[Dataset items]
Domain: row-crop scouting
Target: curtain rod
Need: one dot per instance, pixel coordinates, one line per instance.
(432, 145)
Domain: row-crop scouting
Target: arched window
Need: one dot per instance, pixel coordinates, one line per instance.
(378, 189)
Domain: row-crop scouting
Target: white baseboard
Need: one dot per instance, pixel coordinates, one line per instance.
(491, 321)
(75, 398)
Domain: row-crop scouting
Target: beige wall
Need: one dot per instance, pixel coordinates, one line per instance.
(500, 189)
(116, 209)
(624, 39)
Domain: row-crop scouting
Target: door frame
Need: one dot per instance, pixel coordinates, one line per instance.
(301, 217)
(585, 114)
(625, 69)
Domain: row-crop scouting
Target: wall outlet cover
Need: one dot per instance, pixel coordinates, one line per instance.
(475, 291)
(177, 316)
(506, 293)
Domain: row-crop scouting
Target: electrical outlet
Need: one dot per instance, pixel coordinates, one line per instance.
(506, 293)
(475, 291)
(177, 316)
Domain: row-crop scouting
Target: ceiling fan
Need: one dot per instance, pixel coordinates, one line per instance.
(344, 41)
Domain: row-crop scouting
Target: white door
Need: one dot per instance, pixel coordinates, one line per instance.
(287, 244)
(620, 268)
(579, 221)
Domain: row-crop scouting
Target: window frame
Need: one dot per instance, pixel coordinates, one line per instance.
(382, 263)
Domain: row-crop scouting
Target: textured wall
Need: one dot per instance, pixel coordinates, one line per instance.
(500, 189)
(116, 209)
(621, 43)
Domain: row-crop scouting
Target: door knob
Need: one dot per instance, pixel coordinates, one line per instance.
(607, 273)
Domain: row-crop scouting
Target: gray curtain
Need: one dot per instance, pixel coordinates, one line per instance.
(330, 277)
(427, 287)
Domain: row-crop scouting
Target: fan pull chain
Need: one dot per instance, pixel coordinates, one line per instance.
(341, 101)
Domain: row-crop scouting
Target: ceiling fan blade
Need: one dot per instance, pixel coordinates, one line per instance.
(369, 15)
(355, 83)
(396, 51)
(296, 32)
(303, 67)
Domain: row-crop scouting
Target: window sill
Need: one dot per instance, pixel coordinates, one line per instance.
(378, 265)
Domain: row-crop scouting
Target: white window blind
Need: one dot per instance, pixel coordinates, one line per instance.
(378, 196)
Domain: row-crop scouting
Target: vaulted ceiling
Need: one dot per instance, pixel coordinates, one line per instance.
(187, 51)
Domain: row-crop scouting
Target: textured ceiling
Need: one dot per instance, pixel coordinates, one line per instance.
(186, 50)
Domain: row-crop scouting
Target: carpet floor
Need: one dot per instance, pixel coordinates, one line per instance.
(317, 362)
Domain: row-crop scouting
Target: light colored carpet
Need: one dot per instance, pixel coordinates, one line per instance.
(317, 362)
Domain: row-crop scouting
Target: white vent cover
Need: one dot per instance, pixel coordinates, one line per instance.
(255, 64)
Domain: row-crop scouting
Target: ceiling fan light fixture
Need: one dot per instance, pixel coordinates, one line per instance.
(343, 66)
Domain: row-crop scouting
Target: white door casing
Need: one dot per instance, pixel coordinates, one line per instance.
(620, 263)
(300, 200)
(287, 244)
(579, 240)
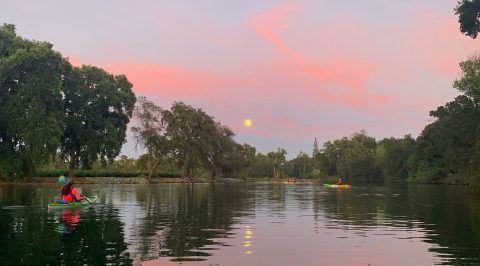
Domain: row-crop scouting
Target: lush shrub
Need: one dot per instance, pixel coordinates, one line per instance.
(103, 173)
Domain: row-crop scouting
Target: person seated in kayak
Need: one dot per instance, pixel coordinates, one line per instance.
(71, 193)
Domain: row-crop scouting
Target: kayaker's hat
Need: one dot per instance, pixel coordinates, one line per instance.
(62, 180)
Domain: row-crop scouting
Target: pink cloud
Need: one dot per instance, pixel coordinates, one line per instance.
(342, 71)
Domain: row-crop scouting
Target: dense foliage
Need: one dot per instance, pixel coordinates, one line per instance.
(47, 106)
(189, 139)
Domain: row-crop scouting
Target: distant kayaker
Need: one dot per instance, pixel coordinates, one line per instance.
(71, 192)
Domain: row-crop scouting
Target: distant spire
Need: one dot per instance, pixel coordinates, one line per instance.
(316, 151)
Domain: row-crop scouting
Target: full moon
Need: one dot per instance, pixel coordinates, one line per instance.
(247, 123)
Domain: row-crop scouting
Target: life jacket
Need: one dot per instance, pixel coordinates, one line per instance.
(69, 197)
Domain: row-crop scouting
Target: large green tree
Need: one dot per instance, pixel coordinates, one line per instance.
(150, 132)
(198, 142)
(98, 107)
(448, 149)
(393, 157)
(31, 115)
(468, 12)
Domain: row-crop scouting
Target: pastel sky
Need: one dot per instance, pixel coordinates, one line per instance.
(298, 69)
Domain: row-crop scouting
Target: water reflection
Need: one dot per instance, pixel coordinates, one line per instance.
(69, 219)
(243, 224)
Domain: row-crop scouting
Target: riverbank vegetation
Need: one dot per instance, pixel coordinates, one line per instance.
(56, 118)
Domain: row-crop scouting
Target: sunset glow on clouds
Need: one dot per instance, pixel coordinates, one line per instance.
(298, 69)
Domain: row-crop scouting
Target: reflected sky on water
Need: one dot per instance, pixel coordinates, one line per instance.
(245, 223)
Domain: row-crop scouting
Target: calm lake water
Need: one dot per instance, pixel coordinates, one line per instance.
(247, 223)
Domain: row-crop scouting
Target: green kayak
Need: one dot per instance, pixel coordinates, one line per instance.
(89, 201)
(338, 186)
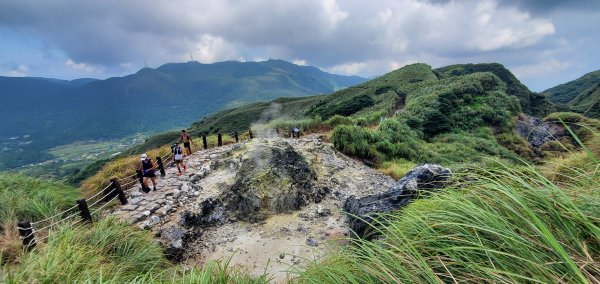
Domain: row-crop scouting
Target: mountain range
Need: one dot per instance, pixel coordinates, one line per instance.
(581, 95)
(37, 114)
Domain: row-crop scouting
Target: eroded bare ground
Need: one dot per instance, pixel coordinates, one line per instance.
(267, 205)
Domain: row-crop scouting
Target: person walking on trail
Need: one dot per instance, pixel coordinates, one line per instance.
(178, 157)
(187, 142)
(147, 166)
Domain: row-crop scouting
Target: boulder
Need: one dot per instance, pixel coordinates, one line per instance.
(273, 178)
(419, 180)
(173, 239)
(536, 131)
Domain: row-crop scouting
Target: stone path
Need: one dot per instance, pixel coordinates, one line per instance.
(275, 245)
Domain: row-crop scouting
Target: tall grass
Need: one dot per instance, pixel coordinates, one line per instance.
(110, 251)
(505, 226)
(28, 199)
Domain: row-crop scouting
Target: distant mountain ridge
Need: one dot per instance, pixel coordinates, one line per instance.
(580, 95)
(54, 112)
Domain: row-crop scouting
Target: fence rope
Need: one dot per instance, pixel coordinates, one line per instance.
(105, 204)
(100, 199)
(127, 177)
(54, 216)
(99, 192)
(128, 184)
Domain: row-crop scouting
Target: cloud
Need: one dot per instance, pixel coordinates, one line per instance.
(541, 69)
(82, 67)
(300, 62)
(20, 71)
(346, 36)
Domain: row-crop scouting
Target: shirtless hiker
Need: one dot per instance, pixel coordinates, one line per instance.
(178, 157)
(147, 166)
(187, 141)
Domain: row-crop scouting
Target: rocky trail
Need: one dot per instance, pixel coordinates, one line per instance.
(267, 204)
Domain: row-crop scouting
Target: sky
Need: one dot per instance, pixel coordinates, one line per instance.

* * *

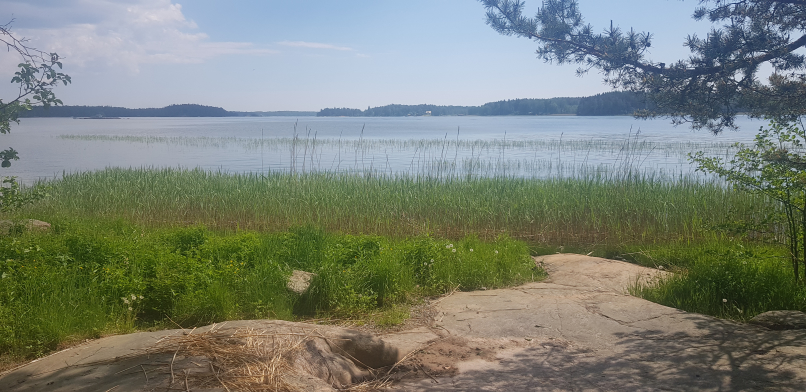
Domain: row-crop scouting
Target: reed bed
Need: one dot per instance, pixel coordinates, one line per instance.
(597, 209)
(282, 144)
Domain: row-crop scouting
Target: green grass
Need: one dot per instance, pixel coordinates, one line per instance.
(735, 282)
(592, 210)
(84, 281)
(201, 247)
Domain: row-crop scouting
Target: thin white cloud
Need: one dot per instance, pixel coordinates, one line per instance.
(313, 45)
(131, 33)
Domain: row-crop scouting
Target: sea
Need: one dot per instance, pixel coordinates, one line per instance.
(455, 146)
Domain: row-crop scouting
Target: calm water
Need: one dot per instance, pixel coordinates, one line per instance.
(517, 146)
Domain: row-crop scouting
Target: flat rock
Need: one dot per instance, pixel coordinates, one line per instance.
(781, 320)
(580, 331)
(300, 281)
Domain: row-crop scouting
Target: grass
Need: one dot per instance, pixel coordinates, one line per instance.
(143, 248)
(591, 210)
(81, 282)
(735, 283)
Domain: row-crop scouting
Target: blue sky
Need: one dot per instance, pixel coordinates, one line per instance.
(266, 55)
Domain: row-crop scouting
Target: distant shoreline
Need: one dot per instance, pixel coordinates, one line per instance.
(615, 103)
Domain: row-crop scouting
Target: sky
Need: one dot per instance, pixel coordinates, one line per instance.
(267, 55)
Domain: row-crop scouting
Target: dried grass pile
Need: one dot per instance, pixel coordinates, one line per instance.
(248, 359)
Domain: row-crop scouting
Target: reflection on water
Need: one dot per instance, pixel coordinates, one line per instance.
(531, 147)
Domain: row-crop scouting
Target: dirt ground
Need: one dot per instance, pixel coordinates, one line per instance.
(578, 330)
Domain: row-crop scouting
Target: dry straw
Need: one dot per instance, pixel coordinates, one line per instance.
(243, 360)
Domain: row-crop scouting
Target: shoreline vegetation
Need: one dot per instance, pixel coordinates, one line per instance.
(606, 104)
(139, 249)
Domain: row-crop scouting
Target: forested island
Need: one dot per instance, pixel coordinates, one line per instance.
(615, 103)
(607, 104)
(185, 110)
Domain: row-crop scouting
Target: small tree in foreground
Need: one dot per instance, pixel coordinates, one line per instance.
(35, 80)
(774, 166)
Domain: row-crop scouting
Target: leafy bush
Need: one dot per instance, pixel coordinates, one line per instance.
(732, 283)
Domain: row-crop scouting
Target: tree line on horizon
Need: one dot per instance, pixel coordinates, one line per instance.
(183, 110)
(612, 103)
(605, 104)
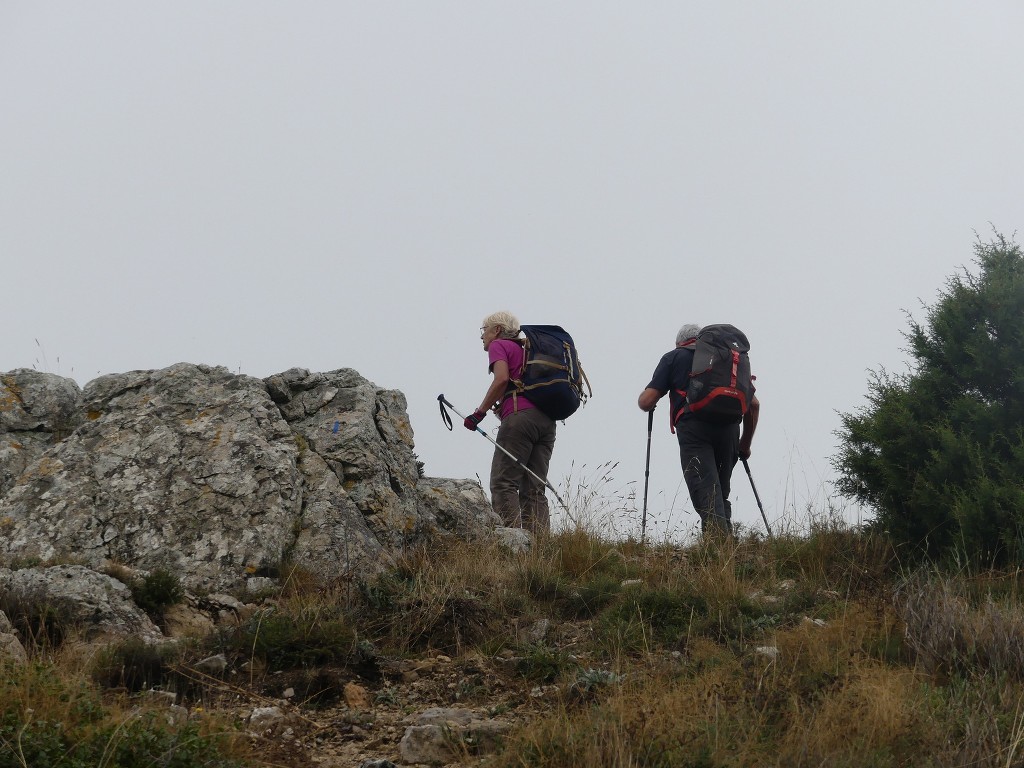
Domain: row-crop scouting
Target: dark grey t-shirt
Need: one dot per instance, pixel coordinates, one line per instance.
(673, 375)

--

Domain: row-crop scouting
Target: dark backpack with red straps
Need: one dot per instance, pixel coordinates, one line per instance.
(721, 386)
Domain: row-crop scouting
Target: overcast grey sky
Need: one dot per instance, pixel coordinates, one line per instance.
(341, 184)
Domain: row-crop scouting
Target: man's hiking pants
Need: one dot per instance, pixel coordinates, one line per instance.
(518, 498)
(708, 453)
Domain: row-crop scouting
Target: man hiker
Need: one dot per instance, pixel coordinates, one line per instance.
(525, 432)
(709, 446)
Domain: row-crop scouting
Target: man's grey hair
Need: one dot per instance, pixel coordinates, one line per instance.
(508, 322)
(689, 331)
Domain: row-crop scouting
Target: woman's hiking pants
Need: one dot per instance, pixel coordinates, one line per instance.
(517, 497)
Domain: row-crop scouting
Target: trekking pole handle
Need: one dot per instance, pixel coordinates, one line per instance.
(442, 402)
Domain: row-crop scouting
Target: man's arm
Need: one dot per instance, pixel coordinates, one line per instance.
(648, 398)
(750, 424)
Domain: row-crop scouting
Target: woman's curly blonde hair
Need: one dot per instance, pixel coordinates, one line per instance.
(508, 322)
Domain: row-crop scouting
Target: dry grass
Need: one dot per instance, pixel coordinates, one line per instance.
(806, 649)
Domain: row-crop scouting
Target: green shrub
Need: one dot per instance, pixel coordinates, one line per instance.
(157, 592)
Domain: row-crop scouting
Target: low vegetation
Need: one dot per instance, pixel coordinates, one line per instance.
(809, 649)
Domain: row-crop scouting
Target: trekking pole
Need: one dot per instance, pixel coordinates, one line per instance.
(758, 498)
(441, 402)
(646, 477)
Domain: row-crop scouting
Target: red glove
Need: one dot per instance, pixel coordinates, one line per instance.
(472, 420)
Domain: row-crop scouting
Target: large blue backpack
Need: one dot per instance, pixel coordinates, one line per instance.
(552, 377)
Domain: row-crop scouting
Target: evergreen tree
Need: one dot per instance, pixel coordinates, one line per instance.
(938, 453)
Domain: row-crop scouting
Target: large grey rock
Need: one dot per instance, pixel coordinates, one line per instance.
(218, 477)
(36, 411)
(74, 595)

### The task
Look above for lines with the word "reflection" and copy them all.

### The completed task
Target: water reflection
Target: reflection on water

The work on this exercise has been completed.